** begin GIVEN DATA **
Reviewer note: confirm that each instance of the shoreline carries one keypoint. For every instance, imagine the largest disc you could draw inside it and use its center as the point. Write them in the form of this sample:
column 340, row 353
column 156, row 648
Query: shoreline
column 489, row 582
** end GIVEN DATA **
--- EXERCISE OBJECTIVE ---
Write out the listing from its start through the line containing "column 340, row 353", with both ends included. Copy every line exactly as it appears.

--- TASK OUTPUT ---
Reviewer note: confirm that each instance of the shoreline carries one keypoint. For every instance, imagine the largest disc you could draw inside it and use its center as the point. Write them in the form of this sample:
column 340, row 353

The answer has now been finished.